## SOURCE RECORDS
-- BEGIN --

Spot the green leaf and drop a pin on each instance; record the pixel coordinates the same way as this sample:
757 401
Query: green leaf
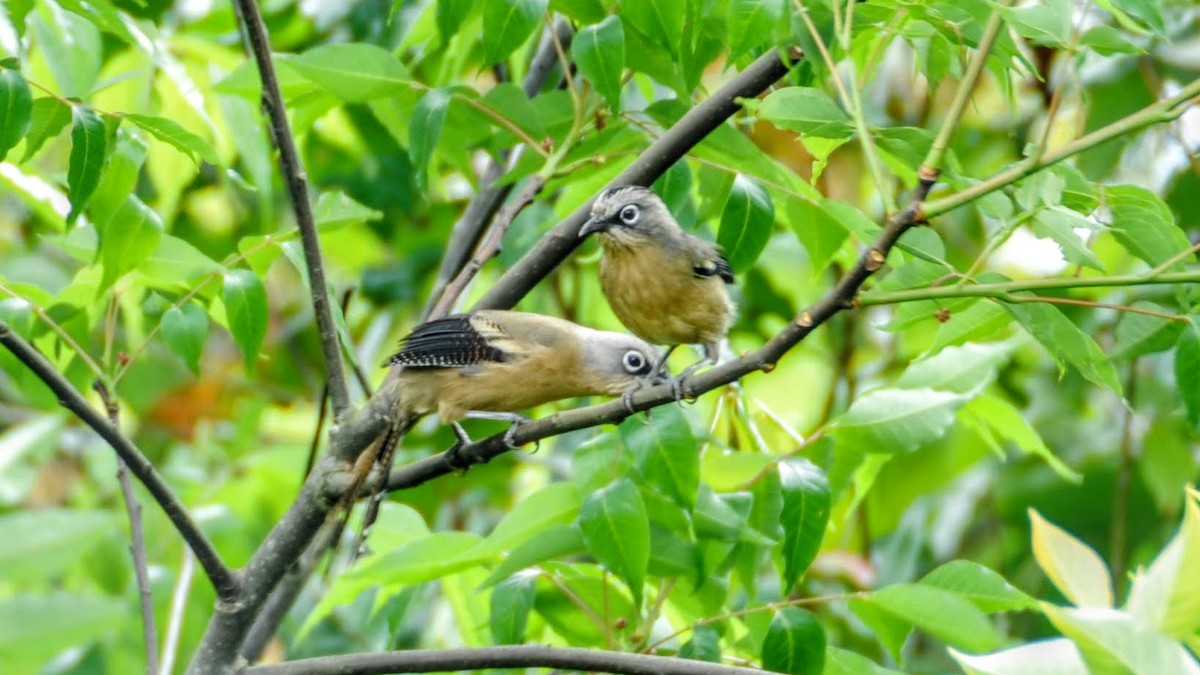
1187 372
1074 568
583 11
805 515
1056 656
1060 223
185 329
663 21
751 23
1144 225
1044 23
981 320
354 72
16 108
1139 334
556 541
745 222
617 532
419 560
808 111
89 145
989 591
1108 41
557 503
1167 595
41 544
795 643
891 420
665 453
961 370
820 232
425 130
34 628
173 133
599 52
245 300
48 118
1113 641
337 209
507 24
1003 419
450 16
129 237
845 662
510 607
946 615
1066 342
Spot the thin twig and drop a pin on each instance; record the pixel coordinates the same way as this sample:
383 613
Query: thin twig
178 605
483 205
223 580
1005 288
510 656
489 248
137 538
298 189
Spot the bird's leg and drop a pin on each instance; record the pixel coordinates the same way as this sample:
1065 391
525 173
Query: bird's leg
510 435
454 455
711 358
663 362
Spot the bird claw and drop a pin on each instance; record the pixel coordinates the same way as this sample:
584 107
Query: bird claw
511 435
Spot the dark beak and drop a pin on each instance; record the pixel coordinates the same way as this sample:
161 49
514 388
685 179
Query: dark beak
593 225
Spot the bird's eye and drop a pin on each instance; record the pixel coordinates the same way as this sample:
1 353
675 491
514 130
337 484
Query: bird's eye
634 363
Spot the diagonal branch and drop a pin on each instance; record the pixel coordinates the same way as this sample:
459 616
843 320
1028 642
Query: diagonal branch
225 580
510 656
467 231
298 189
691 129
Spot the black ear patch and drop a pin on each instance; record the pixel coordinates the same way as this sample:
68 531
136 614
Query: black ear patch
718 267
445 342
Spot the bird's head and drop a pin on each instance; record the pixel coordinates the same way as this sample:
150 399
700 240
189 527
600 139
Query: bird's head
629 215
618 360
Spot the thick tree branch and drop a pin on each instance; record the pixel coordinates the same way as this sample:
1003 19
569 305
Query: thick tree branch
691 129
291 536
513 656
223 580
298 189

-- END --

## AIM OF THE TASK
Quote, without any change, each line from the one that contains "Spot the diagonal" through the end of the material.

## EXERCISE RESULT
Spot the diagonal branch and drop a pin on each instance; record the pixel coordinates the same way as this sample:
459 616
843 320
1028 642
Query: diagonal branch
225 580
510 656
467 231
298 189
691 129
Spot the black ear patch and drop a pin on each instance; record the pixel coordinates the same way as this sample:
68 531
136 614
Query: black ear patch
718 267
445 342
Spot the bird's head and drop a pin on each instance; record the pixel coordinates the same way as this sample:
150 399
700 240
189 527
600 139
Query: bird's head
629 215
618 360
Spot the thick tree branch and drop a pin on each instance; record the pixel coordinates the same way as this sample:
1003 19
569 305
Query: thick tree branch
691 129
291 536
513 656
223 580
298 189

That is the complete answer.